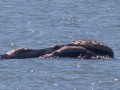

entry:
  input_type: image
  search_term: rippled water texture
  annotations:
[0,0,120,90]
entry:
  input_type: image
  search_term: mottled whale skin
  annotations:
[0,40,114,59]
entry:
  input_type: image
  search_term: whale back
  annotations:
[71,40,114,58]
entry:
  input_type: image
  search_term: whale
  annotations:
[0,40,114,59]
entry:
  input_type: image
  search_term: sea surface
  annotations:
[0,0,120,90]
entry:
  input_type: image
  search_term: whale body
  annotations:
[0,40,114,59]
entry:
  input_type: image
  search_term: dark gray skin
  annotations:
[0,45,62,59]
[0,40,114,59]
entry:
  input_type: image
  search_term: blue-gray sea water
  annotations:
[0,0,120,90]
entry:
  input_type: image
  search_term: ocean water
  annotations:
[0,0,120,90]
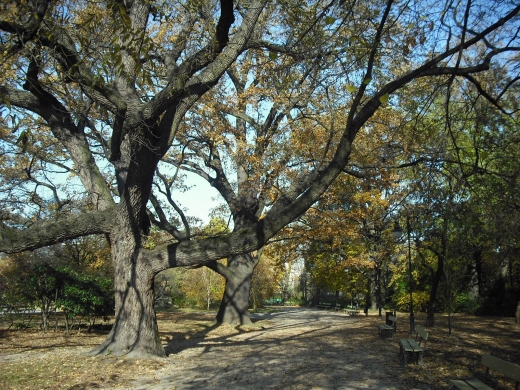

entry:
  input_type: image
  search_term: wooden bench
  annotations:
[450,353,520,390]
[316,302,332,310]
[399,326,430,365]
[377,316,397,337]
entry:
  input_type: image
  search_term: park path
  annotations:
[121,307,418,390]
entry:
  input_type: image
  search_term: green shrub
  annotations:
[453,292,483,315]
[394,291,430,312]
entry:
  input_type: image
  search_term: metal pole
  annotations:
[406,219,415,335]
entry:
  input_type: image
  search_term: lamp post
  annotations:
[392,216,415,335]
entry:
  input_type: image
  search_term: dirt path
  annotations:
[120,308,403,390]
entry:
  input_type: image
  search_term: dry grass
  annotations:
[0,312,520,389]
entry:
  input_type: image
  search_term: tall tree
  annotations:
[0,0,520,356]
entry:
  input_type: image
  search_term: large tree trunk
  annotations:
[216,253,258,325]
[425,256,444,327]
[90,230,165,358]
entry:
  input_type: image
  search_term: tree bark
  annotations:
[90,238,165,358]
[216,253,258,325]
[425,256,444,327]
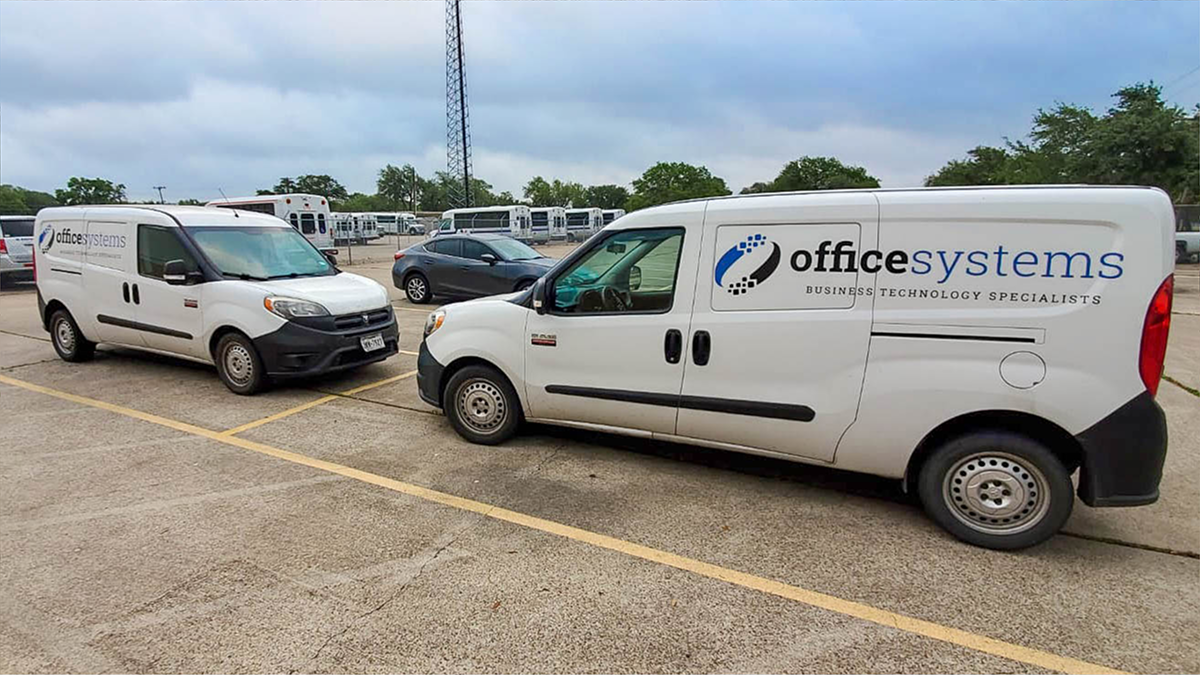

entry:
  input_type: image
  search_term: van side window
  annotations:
[553,227,684,315]
[138,225,199,279]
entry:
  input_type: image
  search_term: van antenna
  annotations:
[217,187,241,217]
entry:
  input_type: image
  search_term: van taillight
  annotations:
[1138,274,1175,396]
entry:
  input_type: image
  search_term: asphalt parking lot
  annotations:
[0,240,1200,673]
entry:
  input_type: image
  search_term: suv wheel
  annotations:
[50,310,96,363]
[442,365,521,446]
[214,333,268,396]
[404,273,433,305]
[918,431,1075,550]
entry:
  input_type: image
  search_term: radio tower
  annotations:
[446,0,470,208]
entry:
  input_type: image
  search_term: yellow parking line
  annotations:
[221,370,416,436]
[0,374,1124,675]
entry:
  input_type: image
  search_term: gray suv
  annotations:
[391,234,558,305]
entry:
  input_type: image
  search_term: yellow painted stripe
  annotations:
[221,370,416,436]
[0,367,1126,675]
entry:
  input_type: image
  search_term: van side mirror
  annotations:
[533,277,546,313]
[162,261,200,286]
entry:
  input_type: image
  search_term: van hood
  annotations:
[246,271,389,316]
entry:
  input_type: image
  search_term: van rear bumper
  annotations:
[1075,392,1166,507]
[253,317,400,380]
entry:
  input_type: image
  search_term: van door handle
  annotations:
[662,328,683,363]
[691,330,713,365]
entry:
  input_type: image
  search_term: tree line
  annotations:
[0,82,1200,214]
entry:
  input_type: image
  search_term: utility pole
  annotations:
[446,0,470,208]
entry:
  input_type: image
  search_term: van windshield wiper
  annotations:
[221,271,270,281]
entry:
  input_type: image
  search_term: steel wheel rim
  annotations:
[942,452,1050,534]
[408,276,425,300]
[455,380,509,434]
[54,318,74,352]
[223,342,254,384]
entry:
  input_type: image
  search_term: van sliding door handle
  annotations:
[691,330,713,365]
[662,328,683,363]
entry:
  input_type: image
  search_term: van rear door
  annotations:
[677,193,878,461]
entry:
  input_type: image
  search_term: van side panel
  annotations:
[835,189,1172,477]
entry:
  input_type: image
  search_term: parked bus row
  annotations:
[431,204,625,244]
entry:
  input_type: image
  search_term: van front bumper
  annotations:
[253,316,400,380]
[416,340,445,408]
[1075,392,1166,507]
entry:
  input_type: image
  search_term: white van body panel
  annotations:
[35,207,389,363]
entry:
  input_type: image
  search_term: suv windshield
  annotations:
[487,239,545,261]
[186,226,337,279]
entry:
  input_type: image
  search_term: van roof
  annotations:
[664,183,1159,205]
[38,204,287,227]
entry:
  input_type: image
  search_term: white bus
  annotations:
[566,209,604,241]
[433,204,532,241]
[600,209,625,225]
[205,193,337,255]
[529,207,566,243]
[372,211,425,234]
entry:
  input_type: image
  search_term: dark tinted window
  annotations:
[462,239,496,261]
[138,225,199,279]
[0,219,34,237]
[425,239,462,257]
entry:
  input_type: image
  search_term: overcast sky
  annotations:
[0,0,1200,199]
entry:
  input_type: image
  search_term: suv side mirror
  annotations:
[533,277,546,313]
[162,261,199,286]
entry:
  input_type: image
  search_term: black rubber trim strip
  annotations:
[96,315,192,340]
[546,384,816,422]
[871,330,1037,345]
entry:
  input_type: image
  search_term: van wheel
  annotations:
[404,273,433,305]
[50,310,96,363]
[214,333,269,396]
[918,431,1075,550]
[442,365,521,446]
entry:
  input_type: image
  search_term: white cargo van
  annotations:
[35,205,400,394]
[418,187,1174,549]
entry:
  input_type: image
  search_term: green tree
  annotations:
[581,185,629,209]
[54,177,125,207]
[625,162,730,211]
[376,165,421,210]
[742,156,880,195]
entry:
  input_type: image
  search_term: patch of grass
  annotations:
[1163,375,1200,399]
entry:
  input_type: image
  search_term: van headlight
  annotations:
[425,310,446,338]
[263,295,329,319]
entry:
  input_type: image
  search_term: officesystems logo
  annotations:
[37,223,54,253]
[713,234,780,295]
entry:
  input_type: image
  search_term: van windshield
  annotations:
[186,226,337,279]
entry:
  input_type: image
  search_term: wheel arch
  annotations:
[904,410,1084,494]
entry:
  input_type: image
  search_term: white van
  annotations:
[418,186,1174,549]
[35,205,400,394]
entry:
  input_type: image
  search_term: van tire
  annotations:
[442,365,521,446]
[50,310,96,363]
[404,271,433,305]
[918,431,1075,550]
[212,333,270,396]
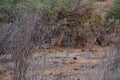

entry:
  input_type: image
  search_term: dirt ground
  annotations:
[0,48,117,80]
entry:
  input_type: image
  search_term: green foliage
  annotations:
[107,0,120,19]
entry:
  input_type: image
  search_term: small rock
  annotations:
[73,57,77,60]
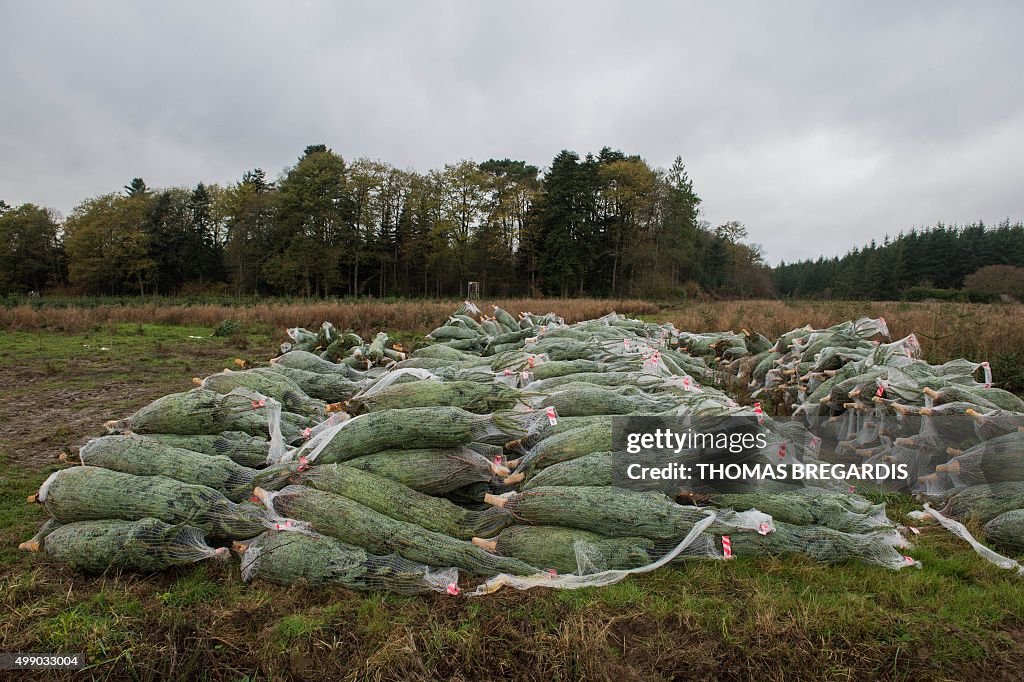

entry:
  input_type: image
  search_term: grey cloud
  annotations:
[0,1,1024,262]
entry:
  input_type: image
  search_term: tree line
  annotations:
[0,144,772,297]
[773,220,1024,300]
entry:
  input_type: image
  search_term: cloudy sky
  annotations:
[0,0,1024,263]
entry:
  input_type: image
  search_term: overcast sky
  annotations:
[0,0,1024,263]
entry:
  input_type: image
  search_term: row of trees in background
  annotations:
[0,144,772,297]
[773,220,1024,300]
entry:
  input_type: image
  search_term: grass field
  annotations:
[0,301,1024,682]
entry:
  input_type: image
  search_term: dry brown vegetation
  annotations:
[655,300,1024,363]
[0,307,1024,682]
[0,298,1024,361]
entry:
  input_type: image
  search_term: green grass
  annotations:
[0,325,1024,682]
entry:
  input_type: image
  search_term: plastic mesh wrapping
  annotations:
[79,435,297,502]
[43,518,227,572]
[37,304,1024,595]
[260,485,537,576]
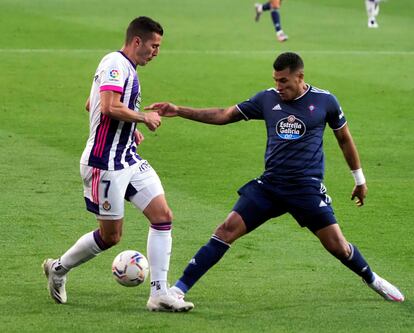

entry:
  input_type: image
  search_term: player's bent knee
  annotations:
[214,221,246,244]
[324,242,351,260]
[102,234,121,248]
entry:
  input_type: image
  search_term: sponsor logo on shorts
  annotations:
[134,92,141,112]
[102,200,111,210]
[276,115,306,140]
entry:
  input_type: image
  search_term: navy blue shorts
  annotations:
[233,178,337,232]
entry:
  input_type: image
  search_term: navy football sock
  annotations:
[270,9,282,32]
[262,2,270,11]
[341,244,374,284]
[175,235,230,293]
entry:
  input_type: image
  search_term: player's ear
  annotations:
[134,36,142,46]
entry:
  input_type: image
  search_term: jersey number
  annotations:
[102,180,111,198]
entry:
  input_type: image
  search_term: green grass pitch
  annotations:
[0,0,414,333]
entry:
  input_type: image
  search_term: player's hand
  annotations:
[144,102,178,117]
[144,112,161,132]
[134,130,145,145]
[351,184,368,207]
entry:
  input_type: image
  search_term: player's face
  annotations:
[273,68,303,101]
[135,33,162,66]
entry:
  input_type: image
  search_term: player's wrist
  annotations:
[351,168,366,186]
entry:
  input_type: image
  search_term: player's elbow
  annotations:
[101,104,113,117]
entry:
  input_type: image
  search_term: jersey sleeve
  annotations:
[326,95,346,131]
[99,57,128,94]
[236,92,263,120]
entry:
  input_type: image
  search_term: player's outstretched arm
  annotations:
[100,90,161,131]
[145,102,243,125]
[334,125,368,207]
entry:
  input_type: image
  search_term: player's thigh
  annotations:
[81,165,131,220]
[214,211,247,244]
[270,0,282,9]
[233,179,286,233]
[143,194,173,224]
[98,218,123,246]
[284,182,337,233]
[125,162,164,212]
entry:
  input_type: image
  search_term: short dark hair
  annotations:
[273,52,305,72]
[125,16,164,44]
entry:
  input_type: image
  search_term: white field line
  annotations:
[0,48,414,56]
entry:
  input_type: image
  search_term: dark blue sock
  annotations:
[175,236,230,293]
[341,244,374,284]
[262,2,270,11]
[270,9,282,32]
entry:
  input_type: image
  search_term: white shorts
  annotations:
[80,160,164,220]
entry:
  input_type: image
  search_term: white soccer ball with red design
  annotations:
[112,250,149,287]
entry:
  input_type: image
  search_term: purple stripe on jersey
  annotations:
[92,114,109,156]
[151,222,172,231]
[121,75,129,103]
[99,85,125,94]
[128,75,138,110]
[88,115,119,170]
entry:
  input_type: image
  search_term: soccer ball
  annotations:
[112,250,149,287]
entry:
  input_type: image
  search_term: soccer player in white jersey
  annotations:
[254,0,288,43]
[43,16,194,312]
[365,0,380,28]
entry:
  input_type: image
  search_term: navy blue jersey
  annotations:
[237,86,346,181]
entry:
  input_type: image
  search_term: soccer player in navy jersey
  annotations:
[254,0,288,42]
[43,16,194,312]
[146,52,404,308]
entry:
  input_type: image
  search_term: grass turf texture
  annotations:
[0,0,414,332]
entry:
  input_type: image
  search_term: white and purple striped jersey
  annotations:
[80,51,141,170]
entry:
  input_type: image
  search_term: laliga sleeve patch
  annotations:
[276,115,306,140]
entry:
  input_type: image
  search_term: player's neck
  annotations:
[121,45,137,67]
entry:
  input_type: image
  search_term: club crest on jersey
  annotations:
[102,200,111,210]
[109,69,119,81]
[276,115,306,140]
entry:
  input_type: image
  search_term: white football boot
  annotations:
[276,30,288,43]
[254,3,263,22]
[368,18,378,28]
[368,272,404,302]
[42,259,67,304]
[147,287,194,312]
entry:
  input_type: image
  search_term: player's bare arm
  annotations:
[145,102,243,125]
[100,90,161,131]
[334,125,368,206]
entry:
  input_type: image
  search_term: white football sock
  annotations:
[56,231,102,272]
[147,227,172,296]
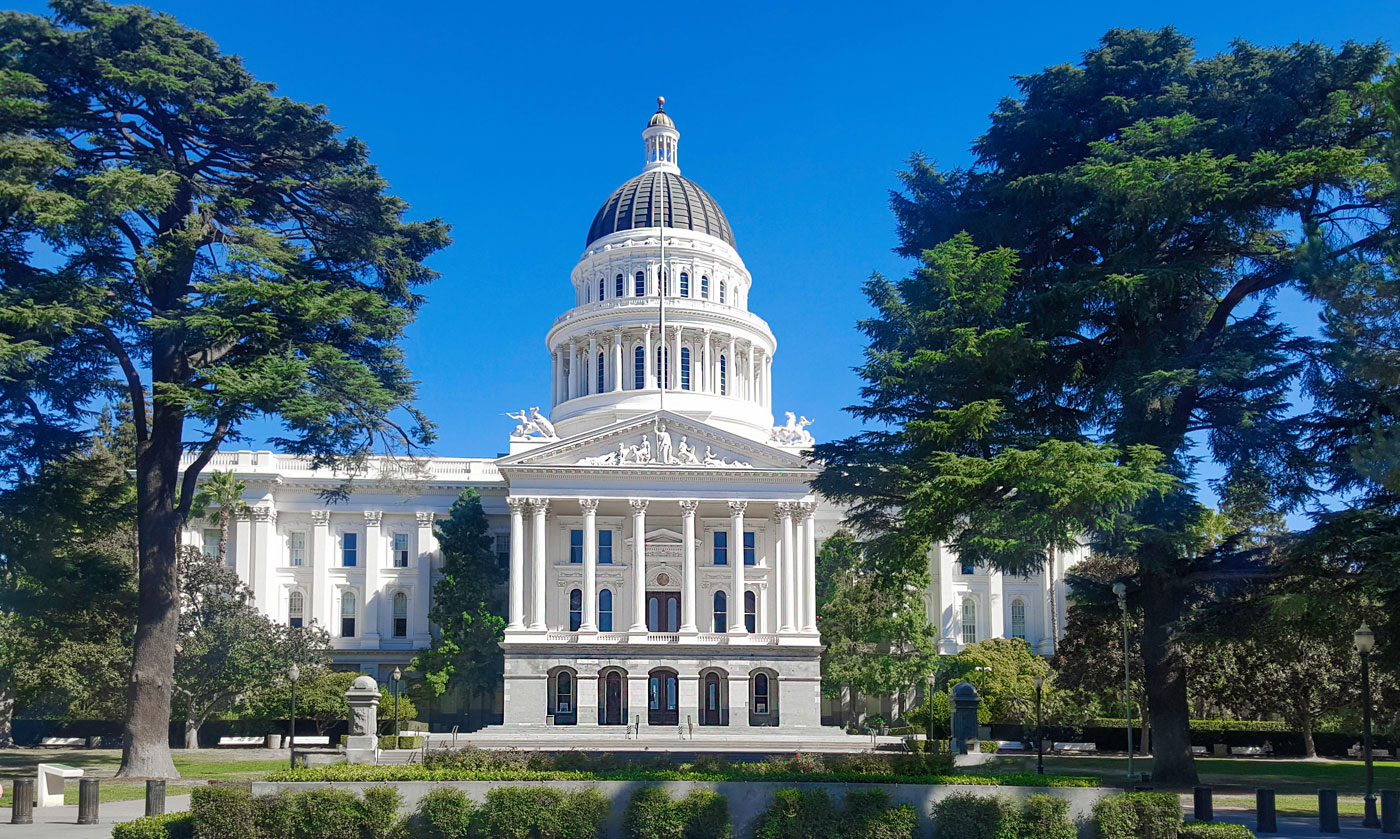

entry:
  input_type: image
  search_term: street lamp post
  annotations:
[393,667,403,748]
[1036,672,1046,775]
[287,663,301,769]
[1352,620,1380,828]
[1113,583,1133,780]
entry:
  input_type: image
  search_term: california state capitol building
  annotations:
[183,101,1085,737]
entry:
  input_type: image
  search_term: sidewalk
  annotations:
[0,796,189,839]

Short problem >> Return every line of the material above that contains the string "handle". Case counts.

Answer below >>
  search_term: van door handle
  search_term: van sliding door handle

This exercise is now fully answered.